TASK » Copy out all of the material below, swapping "downpipe" for "drainpipe" and keeping every other character the same.

SOURCE MATERIAL »
[BEGIN]

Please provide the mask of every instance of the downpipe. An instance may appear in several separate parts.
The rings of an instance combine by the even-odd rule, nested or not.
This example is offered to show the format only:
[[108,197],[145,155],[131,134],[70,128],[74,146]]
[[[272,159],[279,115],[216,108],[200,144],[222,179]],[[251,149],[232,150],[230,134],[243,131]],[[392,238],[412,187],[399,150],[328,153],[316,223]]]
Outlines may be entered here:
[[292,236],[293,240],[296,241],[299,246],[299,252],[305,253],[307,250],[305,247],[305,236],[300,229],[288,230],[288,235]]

[END]

WRITTEN RESPONSE »
Please provide the mask of every instance of the drainpipe. An instance may appear in several separate parts.
The rings of an instance combine by the even-odd rule, nested or not.
This example is offered to show the format only:
[[108,197],[145,155],[131,134],[70,128],[74,146]]
[[[272,159],[279,115],[216,108],[200,144],[222,179]],[[251,149],[232,150],[230,134],[243,131]],[[392,238],[412,187],[399,150],[328,153],[316,223]]]
Outlines may be entered here:
[[292,236],[293,240],[296,241],[299,246],[299,252],[305,253],[307,250],[305,247],[305,236],[300,229],[288,230],[288,235]]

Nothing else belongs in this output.